Texte:
Lieu de l'audience : Ottawa (Ontario) Date de l'audience : Le 3 mars 1997 Date de la décision : Le 3 septembre 1997
Membres du Tribunal : Lyle M. Russell, membre présidant Robert C. Coates, c.r., membre Charles A. Gracey, membre
Avocat pour le Tribunal : Heather A. Grant
Greffier : Anne Jamieson
Ont comparu : Michael Kaylor, pour l'appelant Janet Ozembloski, pour l'intimé




Le présent appel est interjeté aux termes de l'article 67 de la Loi sur les douanes [1] (la Loi) à l'égard d'une décision rendue par le sous-ministre du Revenu national aux termes du paragraphe 63(3) de la Loi, confirmant la révision de l'appréciation de la valeur en douane de chaussures, sacs à main et petits articles en cuir importés au Canada par l'appelant.

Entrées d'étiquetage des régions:
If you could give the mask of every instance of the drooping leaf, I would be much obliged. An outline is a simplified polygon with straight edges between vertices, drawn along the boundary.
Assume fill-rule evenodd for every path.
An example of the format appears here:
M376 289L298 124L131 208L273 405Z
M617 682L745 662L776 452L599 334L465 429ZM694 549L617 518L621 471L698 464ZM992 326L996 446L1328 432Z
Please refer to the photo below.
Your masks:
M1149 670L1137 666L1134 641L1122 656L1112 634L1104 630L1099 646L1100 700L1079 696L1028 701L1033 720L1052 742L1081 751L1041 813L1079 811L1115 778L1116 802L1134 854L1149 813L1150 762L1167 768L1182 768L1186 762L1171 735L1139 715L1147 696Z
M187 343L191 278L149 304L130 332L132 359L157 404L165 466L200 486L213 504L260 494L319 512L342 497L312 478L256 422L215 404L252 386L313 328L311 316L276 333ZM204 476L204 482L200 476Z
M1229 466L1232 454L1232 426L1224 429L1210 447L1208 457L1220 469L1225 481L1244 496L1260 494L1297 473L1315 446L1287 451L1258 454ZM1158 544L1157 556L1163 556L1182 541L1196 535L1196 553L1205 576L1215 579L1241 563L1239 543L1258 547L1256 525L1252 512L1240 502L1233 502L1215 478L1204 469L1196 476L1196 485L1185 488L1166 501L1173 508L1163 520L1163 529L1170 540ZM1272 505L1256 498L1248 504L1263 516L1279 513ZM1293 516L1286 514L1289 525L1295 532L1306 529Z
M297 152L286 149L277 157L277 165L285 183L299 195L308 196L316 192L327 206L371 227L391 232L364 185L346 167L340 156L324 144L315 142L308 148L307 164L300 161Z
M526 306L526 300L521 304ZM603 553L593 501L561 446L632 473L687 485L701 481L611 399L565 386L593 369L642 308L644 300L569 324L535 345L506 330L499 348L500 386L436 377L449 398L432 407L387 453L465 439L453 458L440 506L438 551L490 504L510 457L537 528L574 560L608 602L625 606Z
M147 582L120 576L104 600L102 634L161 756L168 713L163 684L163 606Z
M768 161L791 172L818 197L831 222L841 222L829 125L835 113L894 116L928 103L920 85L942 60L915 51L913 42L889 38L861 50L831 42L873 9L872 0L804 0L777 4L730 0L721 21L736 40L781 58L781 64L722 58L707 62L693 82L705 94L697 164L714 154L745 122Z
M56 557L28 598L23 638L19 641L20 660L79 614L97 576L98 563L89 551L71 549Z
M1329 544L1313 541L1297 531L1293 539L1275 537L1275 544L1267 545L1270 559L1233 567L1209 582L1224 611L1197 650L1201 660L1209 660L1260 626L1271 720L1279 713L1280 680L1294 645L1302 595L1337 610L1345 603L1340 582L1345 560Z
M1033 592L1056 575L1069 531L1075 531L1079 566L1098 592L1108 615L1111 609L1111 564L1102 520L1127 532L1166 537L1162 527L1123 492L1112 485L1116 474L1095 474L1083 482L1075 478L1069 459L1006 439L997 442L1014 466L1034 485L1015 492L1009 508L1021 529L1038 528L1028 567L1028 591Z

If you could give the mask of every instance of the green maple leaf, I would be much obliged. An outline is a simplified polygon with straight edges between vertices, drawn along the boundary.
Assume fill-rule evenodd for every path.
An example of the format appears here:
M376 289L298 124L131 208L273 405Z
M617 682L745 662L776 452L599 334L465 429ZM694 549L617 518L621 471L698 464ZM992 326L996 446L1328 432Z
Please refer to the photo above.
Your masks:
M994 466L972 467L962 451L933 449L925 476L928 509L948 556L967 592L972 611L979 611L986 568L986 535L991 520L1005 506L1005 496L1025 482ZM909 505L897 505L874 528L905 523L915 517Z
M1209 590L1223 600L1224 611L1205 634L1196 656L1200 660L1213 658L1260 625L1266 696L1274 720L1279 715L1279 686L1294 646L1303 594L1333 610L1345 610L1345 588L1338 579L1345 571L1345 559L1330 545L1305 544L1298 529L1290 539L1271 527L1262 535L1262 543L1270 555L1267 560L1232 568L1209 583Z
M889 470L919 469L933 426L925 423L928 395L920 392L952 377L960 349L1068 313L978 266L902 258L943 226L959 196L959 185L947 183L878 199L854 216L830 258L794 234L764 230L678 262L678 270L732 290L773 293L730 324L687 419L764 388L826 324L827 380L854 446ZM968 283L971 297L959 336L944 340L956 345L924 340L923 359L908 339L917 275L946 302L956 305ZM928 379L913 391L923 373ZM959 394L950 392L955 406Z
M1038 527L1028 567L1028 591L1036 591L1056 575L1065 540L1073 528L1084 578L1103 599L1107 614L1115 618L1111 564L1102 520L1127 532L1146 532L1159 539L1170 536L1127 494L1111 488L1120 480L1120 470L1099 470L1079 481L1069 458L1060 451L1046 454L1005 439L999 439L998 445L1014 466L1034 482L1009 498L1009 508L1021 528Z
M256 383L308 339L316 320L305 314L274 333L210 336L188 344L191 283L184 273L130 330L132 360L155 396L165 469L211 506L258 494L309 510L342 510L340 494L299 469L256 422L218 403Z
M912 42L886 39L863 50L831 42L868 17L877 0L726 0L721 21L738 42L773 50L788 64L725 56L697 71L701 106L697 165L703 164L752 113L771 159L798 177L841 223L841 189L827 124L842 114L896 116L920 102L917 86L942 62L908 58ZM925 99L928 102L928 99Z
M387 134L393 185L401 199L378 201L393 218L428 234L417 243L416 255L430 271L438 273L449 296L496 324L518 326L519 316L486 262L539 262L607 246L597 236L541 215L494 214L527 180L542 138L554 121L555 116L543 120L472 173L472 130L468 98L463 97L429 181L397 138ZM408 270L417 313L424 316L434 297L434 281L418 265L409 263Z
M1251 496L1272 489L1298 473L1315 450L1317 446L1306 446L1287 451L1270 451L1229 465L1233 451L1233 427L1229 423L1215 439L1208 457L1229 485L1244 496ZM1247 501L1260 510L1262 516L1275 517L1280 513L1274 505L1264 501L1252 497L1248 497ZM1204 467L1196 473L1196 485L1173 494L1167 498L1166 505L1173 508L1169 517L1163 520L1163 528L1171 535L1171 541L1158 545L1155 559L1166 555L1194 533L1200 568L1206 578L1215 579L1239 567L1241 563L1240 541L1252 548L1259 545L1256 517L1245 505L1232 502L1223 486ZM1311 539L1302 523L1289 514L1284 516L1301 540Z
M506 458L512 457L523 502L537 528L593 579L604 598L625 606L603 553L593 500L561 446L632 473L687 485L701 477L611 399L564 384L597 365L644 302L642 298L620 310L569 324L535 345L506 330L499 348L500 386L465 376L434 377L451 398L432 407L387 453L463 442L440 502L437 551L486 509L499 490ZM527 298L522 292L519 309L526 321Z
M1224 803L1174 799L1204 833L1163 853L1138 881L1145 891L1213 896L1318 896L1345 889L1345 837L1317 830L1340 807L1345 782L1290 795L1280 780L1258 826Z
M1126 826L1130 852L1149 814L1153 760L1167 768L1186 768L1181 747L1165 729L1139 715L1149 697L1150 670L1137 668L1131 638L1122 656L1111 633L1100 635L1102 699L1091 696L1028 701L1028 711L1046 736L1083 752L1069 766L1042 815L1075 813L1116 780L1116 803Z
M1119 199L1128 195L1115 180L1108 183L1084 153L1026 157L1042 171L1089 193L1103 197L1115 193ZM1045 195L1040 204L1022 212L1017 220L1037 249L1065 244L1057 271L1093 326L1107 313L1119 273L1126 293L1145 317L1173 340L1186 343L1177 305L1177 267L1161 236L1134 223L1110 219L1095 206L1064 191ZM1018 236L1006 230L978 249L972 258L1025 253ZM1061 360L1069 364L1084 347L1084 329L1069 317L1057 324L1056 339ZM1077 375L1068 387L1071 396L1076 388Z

Objectif A:
Répondez brièvement à ces questions sur la décision d'appel :
(i) À quelle date l'audience s'est-elle tenue ?
(ii) Qui a comparu pour l'intimé ?
(iii) En vertu de quel article de la Loi sur les douanes l'appel est-il interjeté ?
Objectif B:
Pour chaque énoncé, indiquez s'il concorde avec la décision d'appel (oui ou non) et citez les mots du texte qui tranchent.
(i) L'audience a eu lieu à Ottawa.
(ii) Lyle M. Russell siégeait comme membre présidant.
(iii) La décision contestée a été rendue par le ministre des Finances.
Objectif C:
Poursuivez la décision d'appel en douane à la suite de sa dernière phrase.
Il n'est pas nécessaire de consulter les lignes.

Réponse rédigée A:
(i) Le 3 mars 1997.
(ii) Janet Ozembloski.
(iii) L'article 67.

Réponse rédigée B:
(i) Oui : « Lieu de l'audience : Ottawa (Ontario) ».
(ii) Oui : « Lyle M. Russell, membre présidant ».
(iii) Non : « une décision rendue par le sous-ministre du Revenu national ».

Réponse rédigée C:
L'appelant, qui fait affaire à New York, est la propriété à 90 p. 100 de Salvatore Ferragamo Firenze spa (Ferragamo) d'Italie, les autres 10 p. 100 étant la propriété d'un membre de la famille Ferragamo. L'appelant importe d'Italie des marchandises portant la marque de commerce Salvatore Ferragamo, qu'il entrepose pour les vendre aux États-Unis. L'appelant agit aussi à titre d'« importateur non résident » de marchandises similaires expédiées d'Italie principalement à des détaillants indépendants au Canada, conservant le titre de propriété des marchandises jusqu'après leur dédouanement. La question en litige dans le présent appel consiste à déterminer si la valeur en douane des marchandises importées au Canada par l'appelant doit être calculée d'après le prix des marchandises vendues par Ferragamo à l'appelant, comme l'a soutenu l'appelant, ou si la valeur en douane des marchandises doit être déterminée d'après le prix de « revente » des marchandises aux détaillants au Canada, comme l'a déterminé l'intimé.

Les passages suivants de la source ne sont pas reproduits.